_Page excerpt_
>>>
# Does your female golden get urine all over her hair?



## missjolie (Jul 5, 2016)

Lately my dog has been smelling like pee! I watched her recently and noticed the hair on the back of her legs (she's a low squatter) touches the pee. ewww. Wondering if this is normal and what folks do to remedy. Should I cut some of the hair off? Or maybe the hairs in the private area are making things go in weird directions...


----------



## Pilgrim123 (Jul 26, 2014)

Hi there! My Lily used to be a very low squatter and occasionally got quite wet. I just trimmed the hair back a bit. Of course, this may not be the recommended way, but I hope somebody more experienced will give you better advice.


----------



## Sweet Girl (Jun 10, 2010)

My girl does not - or if she does, it's just a tiny bit because I don't ever smell it - but my suggestion would be to trim away that little bit of fur if it is happening every time.


----------



## GoldensGirl (Aug 2, 2010)
<<<
_Set of tasks_
a – In the records, start with the first line and go on through the line with "[480, 1010]". Write those lines out again with every "Tag" changed to "Mark" and nothing else touched.
b – Carry on the forum thread about a female golden getting urine on her hair, picking up right after its last line.

_Supplied information_
>>>
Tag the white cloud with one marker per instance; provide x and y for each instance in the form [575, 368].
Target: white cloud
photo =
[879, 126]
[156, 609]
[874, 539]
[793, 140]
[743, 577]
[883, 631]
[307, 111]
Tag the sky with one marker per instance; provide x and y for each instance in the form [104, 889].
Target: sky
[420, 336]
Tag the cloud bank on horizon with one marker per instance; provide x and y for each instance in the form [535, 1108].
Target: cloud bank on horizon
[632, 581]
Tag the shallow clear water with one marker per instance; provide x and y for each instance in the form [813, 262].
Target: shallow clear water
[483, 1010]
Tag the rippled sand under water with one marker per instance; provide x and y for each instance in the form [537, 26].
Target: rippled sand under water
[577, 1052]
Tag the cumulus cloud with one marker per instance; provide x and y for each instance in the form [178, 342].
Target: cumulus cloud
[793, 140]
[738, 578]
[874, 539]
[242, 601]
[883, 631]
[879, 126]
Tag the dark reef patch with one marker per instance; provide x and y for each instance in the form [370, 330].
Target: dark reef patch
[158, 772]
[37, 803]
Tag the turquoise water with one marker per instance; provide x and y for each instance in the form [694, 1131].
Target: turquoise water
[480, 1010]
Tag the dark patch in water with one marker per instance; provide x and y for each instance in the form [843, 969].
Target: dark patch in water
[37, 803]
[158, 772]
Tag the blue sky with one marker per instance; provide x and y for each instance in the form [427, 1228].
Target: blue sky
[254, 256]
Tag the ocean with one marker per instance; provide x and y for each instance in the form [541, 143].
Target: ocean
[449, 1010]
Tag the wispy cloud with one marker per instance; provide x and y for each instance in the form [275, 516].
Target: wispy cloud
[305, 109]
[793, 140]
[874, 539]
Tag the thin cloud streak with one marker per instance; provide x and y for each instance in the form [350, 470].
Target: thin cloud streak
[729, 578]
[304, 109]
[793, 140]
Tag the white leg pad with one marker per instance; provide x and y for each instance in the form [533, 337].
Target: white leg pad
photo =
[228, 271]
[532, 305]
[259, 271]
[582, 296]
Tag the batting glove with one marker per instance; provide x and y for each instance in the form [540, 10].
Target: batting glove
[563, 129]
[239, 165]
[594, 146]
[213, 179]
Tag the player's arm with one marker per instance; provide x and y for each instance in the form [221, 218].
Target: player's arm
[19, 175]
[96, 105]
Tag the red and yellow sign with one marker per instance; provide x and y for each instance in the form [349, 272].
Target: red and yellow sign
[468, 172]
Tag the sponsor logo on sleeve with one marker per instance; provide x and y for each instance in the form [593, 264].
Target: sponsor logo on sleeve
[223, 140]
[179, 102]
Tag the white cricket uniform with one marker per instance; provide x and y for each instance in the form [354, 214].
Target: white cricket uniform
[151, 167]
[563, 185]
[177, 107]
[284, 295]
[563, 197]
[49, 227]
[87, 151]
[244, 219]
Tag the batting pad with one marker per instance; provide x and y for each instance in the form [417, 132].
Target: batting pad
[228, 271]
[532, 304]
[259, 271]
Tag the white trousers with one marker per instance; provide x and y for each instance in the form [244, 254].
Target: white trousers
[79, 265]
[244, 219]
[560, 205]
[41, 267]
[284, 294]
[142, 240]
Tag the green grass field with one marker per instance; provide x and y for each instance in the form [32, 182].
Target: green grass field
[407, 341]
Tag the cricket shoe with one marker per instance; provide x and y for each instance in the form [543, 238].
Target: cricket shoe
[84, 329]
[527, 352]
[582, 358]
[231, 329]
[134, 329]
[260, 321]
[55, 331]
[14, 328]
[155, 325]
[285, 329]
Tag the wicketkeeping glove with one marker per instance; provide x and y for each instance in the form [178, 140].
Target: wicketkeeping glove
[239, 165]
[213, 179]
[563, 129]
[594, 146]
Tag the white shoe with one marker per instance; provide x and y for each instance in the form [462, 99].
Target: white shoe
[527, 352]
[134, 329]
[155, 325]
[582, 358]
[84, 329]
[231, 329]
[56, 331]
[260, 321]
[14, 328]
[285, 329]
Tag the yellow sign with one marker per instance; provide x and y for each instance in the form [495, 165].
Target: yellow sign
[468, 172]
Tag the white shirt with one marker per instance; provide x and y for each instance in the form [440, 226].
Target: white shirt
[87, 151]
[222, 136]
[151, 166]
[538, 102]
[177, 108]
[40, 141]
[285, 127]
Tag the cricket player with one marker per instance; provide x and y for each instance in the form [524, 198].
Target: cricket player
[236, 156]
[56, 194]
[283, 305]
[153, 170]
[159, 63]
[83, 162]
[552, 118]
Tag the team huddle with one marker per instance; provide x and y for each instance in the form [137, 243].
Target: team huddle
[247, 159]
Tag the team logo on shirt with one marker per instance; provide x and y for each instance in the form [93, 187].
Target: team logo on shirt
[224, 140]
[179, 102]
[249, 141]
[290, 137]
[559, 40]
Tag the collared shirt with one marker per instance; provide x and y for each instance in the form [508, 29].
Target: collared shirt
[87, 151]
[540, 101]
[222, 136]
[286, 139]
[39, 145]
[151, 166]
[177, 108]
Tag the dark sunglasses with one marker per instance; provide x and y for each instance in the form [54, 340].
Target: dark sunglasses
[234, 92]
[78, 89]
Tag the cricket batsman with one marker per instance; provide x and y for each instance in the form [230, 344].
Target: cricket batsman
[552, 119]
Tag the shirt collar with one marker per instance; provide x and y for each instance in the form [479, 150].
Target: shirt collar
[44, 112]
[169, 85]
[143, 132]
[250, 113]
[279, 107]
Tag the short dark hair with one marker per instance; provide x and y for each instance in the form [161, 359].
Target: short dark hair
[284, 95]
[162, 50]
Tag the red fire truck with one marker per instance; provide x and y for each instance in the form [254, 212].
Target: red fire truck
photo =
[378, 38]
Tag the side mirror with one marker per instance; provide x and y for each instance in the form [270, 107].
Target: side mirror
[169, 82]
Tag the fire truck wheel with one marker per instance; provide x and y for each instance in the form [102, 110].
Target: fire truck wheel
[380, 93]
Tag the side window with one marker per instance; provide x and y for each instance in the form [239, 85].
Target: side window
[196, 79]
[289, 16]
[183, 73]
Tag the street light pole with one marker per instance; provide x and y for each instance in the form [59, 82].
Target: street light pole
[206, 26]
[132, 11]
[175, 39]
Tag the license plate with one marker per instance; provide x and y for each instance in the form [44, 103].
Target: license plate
<<<
_Expected outputs_
a –
Mark the white cloud with one marker per instance; provide x and y for each instance in the form [575, 368].
Target: white cloud
photo =
[879, 126]
[156, 609]
[874, 539]
[793, 140]
[743, 577]
[883, 631]
[307, 111]
Mark the sky with one marker per instance; provide x and y for each instance in the form [104, 889].
Target: sky
[420, 336]
Mark the cloud bank on horizon with one marker per instance; provide x and y for each instance in the form [535, 1108].
Target: cloud bank on horizon
[632, 581]
Mark the shallow clear water with one marker per instance; provide x and y for each instance in the form [813, 262].
Target: shallow clear water
[483, 1010]
Mark the rippled sand under water with one marker per instance; provide x and y for each instance in the form [537, 26].
Target: rippled sand under water
[577, 1052]
Mark the cumulus cloud with one marker per instance; provide x and y for each instance in the form [178, 342].
Target: cumulus cloud
[793, 140]
[738, 578]
[874, 539]
[242, 601]
[883, 631]
[879, 126]
Mark the dark reef patch with one marker per instance; provide x and y for each instance in the form [370, 330].
Target: dark reef patch
[158, 772]
[37, 803]
Mark the turquoise water with one marker per instance; provide x and y for each instance in the form [694, 1131].
Target: turquoise water
[480, 1010]

b –
Many groomers do a "hygienic clip" that involves a close crop in around the urethra. I would trim away any feathers that get wet, too.


----------



## mddolson (Jul 10, 2012)

We've seen the same on bowel movements. Not nice.
Have to be quick to clean her up afterwards.

MikeD


----------



## Ciara Stephens (Jul 6, 2016)

Same here. My Marley is a low squatter as well, and I've been noticing some EXTRA GOLDEN fluff when she pees and even some not so golden fluff when she poops. i would just be quick to clean her up with a baby wipe (rec. by my vet for just the fur) or a little trim! if she's peeing more than usual though, i would have her checked for a UTI, but she's probably just a low squatter!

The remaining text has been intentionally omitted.